§ **Task item**
Of the material below, the lines to be retyped are those from the line containing "Target: floral wreath" through the line containing "the purple daisy", inclusive; reproduce them exactly.

§ **Supplied records**
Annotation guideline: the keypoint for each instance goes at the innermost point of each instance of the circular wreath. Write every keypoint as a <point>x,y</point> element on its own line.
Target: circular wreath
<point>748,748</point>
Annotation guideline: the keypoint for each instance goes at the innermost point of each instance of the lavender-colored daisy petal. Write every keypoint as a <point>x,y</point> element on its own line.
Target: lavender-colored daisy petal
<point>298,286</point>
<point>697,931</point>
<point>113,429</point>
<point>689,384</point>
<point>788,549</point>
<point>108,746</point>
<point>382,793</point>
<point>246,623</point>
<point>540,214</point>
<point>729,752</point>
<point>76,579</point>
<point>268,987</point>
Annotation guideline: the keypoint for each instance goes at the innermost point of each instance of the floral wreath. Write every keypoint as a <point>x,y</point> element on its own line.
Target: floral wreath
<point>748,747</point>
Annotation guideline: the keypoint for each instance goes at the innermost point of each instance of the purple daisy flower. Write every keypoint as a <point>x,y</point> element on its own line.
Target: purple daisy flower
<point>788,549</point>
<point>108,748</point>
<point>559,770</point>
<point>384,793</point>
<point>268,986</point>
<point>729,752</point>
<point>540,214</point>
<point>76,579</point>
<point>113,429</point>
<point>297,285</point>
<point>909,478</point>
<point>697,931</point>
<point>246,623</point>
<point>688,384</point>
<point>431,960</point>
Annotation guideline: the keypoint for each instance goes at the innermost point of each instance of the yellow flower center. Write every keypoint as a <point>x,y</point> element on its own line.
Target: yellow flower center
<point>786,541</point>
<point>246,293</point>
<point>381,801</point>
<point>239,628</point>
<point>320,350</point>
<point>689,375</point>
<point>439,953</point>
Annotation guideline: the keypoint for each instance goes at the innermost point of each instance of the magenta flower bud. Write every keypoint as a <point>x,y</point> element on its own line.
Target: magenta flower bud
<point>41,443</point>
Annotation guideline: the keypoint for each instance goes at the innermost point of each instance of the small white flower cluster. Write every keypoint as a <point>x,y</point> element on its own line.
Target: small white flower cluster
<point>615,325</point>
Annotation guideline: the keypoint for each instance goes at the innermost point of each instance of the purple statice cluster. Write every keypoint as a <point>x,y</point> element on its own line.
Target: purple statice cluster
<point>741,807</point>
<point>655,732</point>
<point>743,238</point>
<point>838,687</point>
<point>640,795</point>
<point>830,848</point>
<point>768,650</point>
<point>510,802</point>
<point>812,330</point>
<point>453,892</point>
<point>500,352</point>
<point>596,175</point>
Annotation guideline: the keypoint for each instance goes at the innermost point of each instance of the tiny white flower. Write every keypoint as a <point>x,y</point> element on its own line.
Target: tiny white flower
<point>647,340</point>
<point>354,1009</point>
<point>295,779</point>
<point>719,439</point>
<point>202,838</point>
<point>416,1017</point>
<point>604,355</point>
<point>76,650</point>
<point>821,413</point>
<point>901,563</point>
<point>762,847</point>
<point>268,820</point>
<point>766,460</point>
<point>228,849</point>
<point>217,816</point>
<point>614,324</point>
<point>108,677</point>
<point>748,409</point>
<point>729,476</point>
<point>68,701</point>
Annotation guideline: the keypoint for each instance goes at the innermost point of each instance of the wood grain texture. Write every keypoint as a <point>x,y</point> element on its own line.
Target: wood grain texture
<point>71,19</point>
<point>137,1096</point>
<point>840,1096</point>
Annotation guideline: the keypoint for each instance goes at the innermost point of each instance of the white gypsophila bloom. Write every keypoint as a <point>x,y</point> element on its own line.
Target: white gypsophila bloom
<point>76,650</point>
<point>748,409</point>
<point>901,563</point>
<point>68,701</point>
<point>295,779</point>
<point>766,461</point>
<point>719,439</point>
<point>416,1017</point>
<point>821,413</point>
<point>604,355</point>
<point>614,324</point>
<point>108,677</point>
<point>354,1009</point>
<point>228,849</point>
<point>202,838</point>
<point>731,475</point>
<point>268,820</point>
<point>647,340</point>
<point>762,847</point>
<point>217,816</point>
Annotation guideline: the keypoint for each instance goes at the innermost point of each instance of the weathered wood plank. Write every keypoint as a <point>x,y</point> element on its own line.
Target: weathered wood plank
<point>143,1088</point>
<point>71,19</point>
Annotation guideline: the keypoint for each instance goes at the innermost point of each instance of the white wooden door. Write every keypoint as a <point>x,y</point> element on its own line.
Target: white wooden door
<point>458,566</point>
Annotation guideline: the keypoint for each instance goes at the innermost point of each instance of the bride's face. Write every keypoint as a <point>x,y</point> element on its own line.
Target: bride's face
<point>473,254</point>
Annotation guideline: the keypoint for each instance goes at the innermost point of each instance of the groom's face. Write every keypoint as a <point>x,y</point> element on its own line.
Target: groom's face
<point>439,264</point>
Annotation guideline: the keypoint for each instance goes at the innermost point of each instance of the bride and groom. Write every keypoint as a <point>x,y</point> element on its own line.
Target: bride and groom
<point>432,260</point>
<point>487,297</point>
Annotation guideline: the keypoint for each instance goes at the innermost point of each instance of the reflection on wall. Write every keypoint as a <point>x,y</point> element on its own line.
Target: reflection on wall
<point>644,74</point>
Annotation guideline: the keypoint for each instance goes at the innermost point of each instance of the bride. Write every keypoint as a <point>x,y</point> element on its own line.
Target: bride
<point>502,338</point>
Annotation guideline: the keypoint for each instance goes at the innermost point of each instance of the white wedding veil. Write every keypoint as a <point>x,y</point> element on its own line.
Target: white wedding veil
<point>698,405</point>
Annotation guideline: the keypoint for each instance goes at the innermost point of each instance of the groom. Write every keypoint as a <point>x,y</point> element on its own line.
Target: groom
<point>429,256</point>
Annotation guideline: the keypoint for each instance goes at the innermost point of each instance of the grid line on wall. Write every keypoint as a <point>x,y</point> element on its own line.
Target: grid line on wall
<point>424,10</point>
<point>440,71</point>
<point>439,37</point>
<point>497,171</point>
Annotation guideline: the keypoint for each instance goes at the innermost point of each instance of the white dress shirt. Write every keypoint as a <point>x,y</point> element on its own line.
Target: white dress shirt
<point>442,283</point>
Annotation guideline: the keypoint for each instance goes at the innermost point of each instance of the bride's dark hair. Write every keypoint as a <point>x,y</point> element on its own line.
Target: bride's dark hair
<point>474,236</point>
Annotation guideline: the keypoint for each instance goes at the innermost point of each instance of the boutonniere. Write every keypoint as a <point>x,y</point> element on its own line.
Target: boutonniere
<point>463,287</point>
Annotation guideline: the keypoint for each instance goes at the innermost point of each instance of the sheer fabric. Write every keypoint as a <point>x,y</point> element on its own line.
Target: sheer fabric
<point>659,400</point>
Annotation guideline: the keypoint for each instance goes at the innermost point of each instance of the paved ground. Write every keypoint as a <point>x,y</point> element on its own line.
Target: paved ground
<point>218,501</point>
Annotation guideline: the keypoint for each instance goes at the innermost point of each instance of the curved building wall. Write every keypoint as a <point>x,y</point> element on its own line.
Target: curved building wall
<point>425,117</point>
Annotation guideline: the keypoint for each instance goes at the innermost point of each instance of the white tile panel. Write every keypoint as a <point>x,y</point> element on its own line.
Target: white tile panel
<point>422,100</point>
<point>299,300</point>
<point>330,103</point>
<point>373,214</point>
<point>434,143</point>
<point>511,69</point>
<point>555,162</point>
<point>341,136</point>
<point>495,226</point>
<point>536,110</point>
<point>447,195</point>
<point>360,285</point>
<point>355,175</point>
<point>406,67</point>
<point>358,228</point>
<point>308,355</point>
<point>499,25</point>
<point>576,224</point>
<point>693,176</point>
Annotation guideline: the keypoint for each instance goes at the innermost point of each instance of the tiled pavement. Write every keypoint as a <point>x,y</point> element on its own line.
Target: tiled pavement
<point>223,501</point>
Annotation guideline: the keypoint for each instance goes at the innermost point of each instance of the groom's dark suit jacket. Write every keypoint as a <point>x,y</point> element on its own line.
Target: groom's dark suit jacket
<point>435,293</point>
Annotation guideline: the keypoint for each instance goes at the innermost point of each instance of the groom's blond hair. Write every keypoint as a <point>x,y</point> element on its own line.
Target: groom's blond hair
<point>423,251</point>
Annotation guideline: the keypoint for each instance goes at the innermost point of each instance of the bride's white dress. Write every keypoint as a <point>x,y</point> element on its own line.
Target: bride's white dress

§ **Reply to the exercise**
Target: floral wreath
<point>748,747</point>
Annotation guideline: the keypoint for each instance goes at the innermost point of each instance of the purple daisy flower. Write every keypoint as a <point>x,y</point> element on its own line.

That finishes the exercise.